## WHAT IS REQUIRED
Repeat every one of the entries below word for word, changing nothing.

## PROVIDED DATA
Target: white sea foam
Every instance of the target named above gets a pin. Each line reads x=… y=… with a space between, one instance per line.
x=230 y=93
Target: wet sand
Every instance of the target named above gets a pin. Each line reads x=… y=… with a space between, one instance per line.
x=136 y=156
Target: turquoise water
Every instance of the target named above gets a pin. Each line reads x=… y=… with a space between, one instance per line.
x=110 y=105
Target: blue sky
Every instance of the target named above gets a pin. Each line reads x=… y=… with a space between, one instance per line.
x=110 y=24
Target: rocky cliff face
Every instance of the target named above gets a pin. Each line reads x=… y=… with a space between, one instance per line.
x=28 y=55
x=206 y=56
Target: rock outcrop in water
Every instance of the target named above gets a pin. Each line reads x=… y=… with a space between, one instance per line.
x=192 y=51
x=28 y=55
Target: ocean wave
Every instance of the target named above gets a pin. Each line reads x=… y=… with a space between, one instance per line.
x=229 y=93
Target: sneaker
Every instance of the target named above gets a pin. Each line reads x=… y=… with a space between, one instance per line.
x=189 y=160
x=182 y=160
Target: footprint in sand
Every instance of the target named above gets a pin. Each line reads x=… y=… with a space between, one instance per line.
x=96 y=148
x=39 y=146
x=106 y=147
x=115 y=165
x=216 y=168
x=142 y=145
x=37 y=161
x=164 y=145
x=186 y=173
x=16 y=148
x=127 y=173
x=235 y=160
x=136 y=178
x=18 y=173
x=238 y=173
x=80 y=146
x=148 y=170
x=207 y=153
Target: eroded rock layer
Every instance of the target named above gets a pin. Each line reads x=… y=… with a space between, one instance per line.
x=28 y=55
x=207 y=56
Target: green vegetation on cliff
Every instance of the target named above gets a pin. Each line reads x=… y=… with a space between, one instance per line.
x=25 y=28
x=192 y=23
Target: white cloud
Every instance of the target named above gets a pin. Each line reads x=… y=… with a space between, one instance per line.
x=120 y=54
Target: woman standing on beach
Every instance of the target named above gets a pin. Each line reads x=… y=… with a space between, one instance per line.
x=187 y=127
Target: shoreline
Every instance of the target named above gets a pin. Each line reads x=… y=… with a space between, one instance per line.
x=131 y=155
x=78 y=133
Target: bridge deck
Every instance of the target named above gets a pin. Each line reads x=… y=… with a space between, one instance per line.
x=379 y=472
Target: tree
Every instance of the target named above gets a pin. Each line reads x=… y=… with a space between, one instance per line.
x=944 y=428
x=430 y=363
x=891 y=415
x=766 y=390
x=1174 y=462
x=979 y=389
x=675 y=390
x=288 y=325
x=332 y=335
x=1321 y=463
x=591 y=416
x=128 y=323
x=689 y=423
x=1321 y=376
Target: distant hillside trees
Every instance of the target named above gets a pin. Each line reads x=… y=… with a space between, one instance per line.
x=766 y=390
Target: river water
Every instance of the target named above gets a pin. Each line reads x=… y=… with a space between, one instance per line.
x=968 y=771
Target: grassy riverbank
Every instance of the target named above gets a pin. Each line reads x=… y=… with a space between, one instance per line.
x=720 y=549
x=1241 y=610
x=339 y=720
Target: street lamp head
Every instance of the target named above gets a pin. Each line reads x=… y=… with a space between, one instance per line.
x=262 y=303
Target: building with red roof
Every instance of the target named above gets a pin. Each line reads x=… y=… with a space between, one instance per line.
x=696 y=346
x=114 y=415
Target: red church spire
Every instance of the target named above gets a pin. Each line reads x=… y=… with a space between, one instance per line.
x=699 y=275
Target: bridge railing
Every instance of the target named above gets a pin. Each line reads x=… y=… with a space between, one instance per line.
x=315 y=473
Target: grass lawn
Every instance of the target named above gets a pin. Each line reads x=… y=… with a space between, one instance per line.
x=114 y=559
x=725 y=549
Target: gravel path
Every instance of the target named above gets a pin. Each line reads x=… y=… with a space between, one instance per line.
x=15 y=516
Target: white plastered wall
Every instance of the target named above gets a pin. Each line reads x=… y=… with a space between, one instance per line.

## RIGHT ANSWER
Target: white sea foam
Every instance of the target named above gets a pin. Each line reads x=… y=… with a space between, one instance per line.
x=230 y=93
Target: wet sand
Every instance of the target named above gets a pin. Each line reads x=… y=… with a space between, one instance per line.
x=136 y=156
Target: turquoise water
Every instance of the target named above gets a pin. Each line reads x=… y=… with a space between, one instance per line.
x=110 y=105
Target: blue sky
Every instance of the target named above gets a pin. Each line reads x=… y=… with a space between, one instance per line.
x=110 y=24
Target: rocky cliff face
Every instance of the target named above gets a pin. Each line reads x=… y=… with a space between, one instance per line.
x=28 y=55
x=206 y=56
Target: rock outcrop in water
Every instance of the target named above gets a pin. Each line reads x=… y=… with a space between, one instance per line.
x=192 y=51
x=28 y=55
Target: ocean wave
Every instance of the target named above gets a pin. Each line reads x=… y=… with a space between, one instance per line.
x=229 y=93
Target: sneaker
Every instance of the target named above gets a pin. Each line reads x=… y=… with a space between, one instance per line.
x=189 y=160
x=182 y=160
Target: footprint in sand
Every instance of the target named above gets a pin. Each line reads x=… y=… with a space between, one instance per line.
x=96 y=148
x=39 y=146
x=106 y=147
x=115 y=165
x=216 y=168
x=142 y=145
x=37 y=161
x=164 y=145
x=186 y=173
x=16 y=148
x=127 y=173
x=235 y=160
x=136 y=178
x=18 y=173
x=238 y=173
x=80 y=146
x=148 y=170
x=207 y=153
Target: eroded rock layer
Every instance of the target named above gets a pin. Each line reads x=… y=… with a space between, one instance per line.
x=28 y=55
x=207 y=56
Target: green vegetation on cliff
Every instance of the target named above gets a pin. Each line reads x=… y=… with a space between, one instance per line.
x=25 y=28
x=192 y=23
Target: white cloud
Every instance of the target named above gets a pin. Each line reads x=… y=… with a space between, one instance per line.
x=120 y=54
Target: woman standing on beach
Every instance of the target named above gets a pin. Each line reads x=… y=… with a space between, one instance per line.
x=187 y=127
Target: shoreline
Every instance of the target named above gets a pin. Each line reads x=… y=… with a space between, one instance per line.
x=131 y=155
x=78 y=133
Target: bridge deck
Every instance of the target named above gets a pin. Each line reads x=… y=… with a space between, one instance per line.
x=379 y=472
Target: tree
Every instance of the target named above gets a pin. Each line reads x=… y=… with a space between, one instance per line.
x=944 y=428
x=430 y=363
x=891 y=415
x=766 y=390
x=1174 y=462
x=979 y=389
x=675 y=390
x=288 y=325
x=332 y=335
x=1321 y=463
x=591 y=416
x=128 y=323
x=689 y=423
x=1321 y=376
Target: distant hillside trees
Every instance of the target named above gets a pin. Each line reads x=… y=… with a space between, one instance per line.
x=766 y=390
Target: river water
Every instance of the target named above gets a pin. Each line reads x=… y=… with a space between, one instance per line.
x=968 y=771
Target: grassy riverbank
Every instance of the target named above gets a pin. Each line reads x=… y=… with a space between, one instance per line.
x=720 y=549
x=1241 y=610
x=339 y=720
Target: street lamp head
Every instance of the target named above gets a pin. Each line reads x=… y=… with a space between, one instance per line.
x=262 y=303
Target: building with red roof
Every instance of the target named above gets a pin. Each line reads x=… y=… with a space between, one instance per line.
x=696 y=346
x=114 y=415
Target: red church spire
Every instance of the target named above gets a pin. Each line reads x=… y=… with a space between, one instance per line.
x=699 y=275
Target: bridge railing
Every instance of the target named above gets a pin. Each line reads x=… y=… with a space between, one instance per line.
x=315 y=473
Target: grass lawn
Every instance of the target named above gets a pin. Each line reads x=… y=… with a space between, one instance per line.
x=114 y=559
x=725 y=549
Target: gravel path
Every instance of the target named above gets a pin. Each line reads x=… y=… with a space between, one instance per line.
x=15 y=516
Target: white plastered wall
Every instance of the target named above gets a pin. Each line reads x=… y=… with a space between, one instance per line.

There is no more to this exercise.